-- What is needed --
Locate every line in the records below that holds the word "white" and return each one.

[Spatial localization data]
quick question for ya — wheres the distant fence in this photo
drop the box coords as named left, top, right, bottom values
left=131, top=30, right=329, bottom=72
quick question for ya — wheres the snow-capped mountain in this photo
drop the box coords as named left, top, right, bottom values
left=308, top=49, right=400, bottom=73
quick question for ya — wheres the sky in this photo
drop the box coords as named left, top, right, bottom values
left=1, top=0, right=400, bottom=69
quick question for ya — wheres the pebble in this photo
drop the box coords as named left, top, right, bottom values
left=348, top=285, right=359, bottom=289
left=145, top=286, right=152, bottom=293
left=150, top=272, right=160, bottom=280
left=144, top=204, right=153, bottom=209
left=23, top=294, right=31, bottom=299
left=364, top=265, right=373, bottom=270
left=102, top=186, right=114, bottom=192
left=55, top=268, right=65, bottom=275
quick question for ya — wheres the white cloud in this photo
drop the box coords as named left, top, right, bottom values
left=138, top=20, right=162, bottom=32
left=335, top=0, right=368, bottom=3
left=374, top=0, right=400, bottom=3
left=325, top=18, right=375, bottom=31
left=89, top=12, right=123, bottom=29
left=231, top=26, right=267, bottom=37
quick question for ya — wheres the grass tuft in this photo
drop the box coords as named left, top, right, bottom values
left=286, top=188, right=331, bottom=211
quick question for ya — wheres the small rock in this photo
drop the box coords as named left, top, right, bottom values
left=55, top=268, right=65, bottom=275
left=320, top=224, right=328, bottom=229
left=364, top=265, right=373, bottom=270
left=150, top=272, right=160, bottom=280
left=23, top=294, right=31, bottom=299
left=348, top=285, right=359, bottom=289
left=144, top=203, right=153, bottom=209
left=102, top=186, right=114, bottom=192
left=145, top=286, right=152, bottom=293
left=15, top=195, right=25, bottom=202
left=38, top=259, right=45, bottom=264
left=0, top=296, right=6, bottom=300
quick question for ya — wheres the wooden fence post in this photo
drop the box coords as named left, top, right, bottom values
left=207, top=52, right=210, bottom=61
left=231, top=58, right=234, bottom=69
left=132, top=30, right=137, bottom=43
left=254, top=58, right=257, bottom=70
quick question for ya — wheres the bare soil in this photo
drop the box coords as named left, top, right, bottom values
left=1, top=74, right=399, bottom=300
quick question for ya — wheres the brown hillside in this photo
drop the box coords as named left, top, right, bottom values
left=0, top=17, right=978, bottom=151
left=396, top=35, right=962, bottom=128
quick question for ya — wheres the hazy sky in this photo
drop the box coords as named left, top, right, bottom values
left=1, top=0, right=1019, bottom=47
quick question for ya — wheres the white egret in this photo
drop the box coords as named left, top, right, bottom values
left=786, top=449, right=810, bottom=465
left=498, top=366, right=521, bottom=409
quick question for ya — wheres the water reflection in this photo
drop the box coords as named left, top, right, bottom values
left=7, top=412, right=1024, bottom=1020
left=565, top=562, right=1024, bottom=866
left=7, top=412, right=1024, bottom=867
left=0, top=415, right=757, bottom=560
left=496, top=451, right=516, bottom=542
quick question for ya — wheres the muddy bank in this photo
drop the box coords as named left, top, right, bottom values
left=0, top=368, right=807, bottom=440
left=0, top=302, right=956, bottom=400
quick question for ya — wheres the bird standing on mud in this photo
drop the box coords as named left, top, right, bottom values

-- Response --
quick question for ya — wheres the white cloud in this photo
quick question for ya — wheres the white egret in this photo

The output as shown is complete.